Return the records below character for character.

** Records provided **

--- START ---

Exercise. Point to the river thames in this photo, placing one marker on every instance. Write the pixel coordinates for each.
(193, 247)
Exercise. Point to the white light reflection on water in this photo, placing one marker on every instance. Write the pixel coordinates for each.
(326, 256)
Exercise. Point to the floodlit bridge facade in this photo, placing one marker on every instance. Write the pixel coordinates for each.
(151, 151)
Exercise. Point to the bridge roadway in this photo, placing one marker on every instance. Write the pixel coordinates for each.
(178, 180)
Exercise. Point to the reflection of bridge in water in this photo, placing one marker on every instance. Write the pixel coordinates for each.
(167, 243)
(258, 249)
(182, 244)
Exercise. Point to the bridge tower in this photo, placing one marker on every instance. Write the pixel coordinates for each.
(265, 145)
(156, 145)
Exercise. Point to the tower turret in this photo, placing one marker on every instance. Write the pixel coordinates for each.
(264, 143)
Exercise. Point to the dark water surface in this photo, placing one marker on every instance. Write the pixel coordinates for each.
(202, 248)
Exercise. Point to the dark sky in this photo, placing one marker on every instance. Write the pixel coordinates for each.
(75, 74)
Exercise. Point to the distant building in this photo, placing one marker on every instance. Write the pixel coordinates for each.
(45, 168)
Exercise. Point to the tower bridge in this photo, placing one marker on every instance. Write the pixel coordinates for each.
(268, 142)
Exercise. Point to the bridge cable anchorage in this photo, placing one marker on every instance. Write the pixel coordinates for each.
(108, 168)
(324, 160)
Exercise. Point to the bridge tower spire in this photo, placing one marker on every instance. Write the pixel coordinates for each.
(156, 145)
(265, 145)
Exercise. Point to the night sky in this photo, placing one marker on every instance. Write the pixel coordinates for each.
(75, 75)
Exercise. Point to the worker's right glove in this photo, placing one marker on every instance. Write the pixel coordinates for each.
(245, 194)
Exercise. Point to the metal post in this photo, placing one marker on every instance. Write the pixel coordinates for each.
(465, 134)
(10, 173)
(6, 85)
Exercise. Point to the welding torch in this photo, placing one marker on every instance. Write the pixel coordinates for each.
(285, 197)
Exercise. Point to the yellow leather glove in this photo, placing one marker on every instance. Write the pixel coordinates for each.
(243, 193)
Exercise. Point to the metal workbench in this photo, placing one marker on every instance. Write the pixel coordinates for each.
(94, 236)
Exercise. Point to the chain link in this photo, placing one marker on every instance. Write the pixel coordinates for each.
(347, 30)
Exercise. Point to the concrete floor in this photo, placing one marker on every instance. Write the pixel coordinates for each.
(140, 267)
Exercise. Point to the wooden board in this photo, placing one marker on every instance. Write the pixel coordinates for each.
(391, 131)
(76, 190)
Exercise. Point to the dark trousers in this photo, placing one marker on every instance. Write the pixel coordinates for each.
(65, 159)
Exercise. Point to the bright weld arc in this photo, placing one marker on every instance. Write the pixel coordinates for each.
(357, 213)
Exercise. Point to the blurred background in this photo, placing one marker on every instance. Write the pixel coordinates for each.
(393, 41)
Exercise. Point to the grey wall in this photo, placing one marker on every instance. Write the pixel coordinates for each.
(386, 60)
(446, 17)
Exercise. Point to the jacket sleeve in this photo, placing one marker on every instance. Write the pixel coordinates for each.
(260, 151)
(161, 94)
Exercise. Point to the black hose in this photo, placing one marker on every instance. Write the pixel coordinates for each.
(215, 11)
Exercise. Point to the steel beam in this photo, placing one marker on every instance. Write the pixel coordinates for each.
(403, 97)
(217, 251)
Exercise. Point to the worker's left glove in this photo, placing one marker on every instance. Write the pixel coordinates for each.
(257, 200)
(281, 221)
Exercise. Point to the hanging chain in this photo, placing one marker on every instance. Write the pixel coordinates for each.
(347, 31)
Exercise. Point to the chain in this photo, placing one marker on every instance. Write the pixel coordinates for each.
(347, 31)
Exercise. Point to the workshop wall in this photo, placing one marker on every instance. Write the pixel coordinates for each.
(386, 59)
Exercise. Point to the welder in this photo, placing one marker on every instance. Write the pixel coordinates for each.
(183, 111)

--- END ---

** Answer to the exercise **
Exercise. Point to the river thames in this photo, placing one marker on every instance. Write the pixel coordinates for each.
(193, 247)
Exercise. Point to the white light reflection on water in this photo, placing one marker on every instance. Write the pixel coordinates for each.
(326, 256)
Exercise. Point to the floodlit bridge facade in this photo, placing one marker on every instance. Write the pixel coordinates for each.
(151, 151)
Exercise. Point to the bridge roadway in this photo, placing one marker on every instance. Write the pixel coordinates for each.
(178, 180)
Exercise. Point to the reflection of bridge in water in this photo, placing one marker on every instance. Write the pixel coordinates for each.
(167, 243)
(258, 249)
(182, 244)
Exercise. Point to the bridge tower in this photo, placing one marker on every instance. Write the pixel coordinates for each.
(265, 145)
(156, 145)
Exercise. Point to the tower turret in this photo, placing one marker on every instance. Write the pixel coordinates for each.
(264, 143)
Exercise. Point to the dark water surface in this photo, placing one marker on every instance. Write the pixel coordinates for each.
(202, 248)
Exercise. Point to the dark sky in this photo, placing one marker on every instance. Write the pixel coordinates for each.
(75, 74)
Exercise. Point to the distant building in this photo, placing one marker on every instance. Write the pixel coordinates for each.
(45, 168)
Exercise. Point to the tower bridge in this photo, placing one marker on every instance. Write the pixel coordinates for each.
(268, 142)
Exercise. Point to the bridge cable anchorage in this photo, placing one marker on every instance. Write the pixel coordinates for each.
(108, 168)
(324, 160)
Exercise. Point to the bridge tower spire in this photo, placing one marker on every instance. Write the pixel coordinates for each.
(156, 145)
(265, 145)
Exercise. Point to the night sky in this photo, placing one marker on every instance. Write the pixel coordinates for each.
(75, 75)
Exercise. Point to the worker's right glove in this photo, placing one marker on every instance. Write the pixel coordinates for each.
(245, 194)
Exercise. Point to the metal post in this photo, placing one marker on every instance. Write the pixel coordinates for each.
(465, 134)
(10, 173)
(6, 85)
Exercise. Point to the welding torch in this photo, placing one marker on every instance. Write the pixel coordinates for each.
(285, 197)
Exercise. Point to the yellow leather glove in this photo, placing one marker on every instance. Write the pixel coordinates for each.
(243, 193)
Exercise. Point to the metal workbench in this photo, placing one marker on every instance. Write the pixel coordinates for each.
(94, 236)
Exercise. Point to the chain link in this photo, placing one marker on every instance. Write the pixel coordinates for each.
(347, 30)
Exercise. Point to the concrete floor in this photo, placing one marker on every instance. Write the pixel coordinates for each.
(140, 267)
Exercise. Point to the wooden board in this photo, placing one marker on every instance. Write the pixel coordinates for each.
(391, 131)
(76, 190)
Exercise. Point to the dark trousers in this photo, placing one marker on every instance. Write the pixel coordinates for each.
(65, 159)
Exercise. Point to the bright weld arc in this photo, placing one marker on every instance. Write the pixel coordinates for each.
(357, 213)
Exercise. Point to the blurred background in this photo, placing one marker on every instance. Write the pixel coordinates for each.
(393, 41)
Exercise. Point to the grey wall in this photo, placing one marker on every instance. Write the pixel coordinates for each.
(386, 60)
(446, 17)
Exercise. Point to the jacket sleeve in this photo, placing one marker on every instance. Write the pixel coordinates for each.
(260, 151)
(161, 94)
Exercise. Point to the black hose in this photo, placing one marker on every instance. Write the pixel coordinates for each.
(215, 11)
Exercise. Point to the steel beam in this photo, placing one marker on every instance. Write the pixel coordinates for each.
(403, 97)
(217, 251)
Exercise. Point to the worker's left glove in this photo, placing one marker on every instance. Write the pixel coordinates for each.
(257, 200)
(281, 221)
Exercise. Point to the hanging chain in this photo, placing one marker on every instance. Write the pixel coordinates for each.
(347, 31)
Exercise. Point to the chain in this photo, placing one marker on every instance. Write the pixel coordinates for each.
(347, 31)
Exercise. Point to the workshop wall in this photo, placing one marker on every instance. Write the pixel coordinates for each.
(386, 59)
Exercise. Point to the welder in this photo, placing one marker on every instance. Write the pixel coordinates for each.
(183, 111)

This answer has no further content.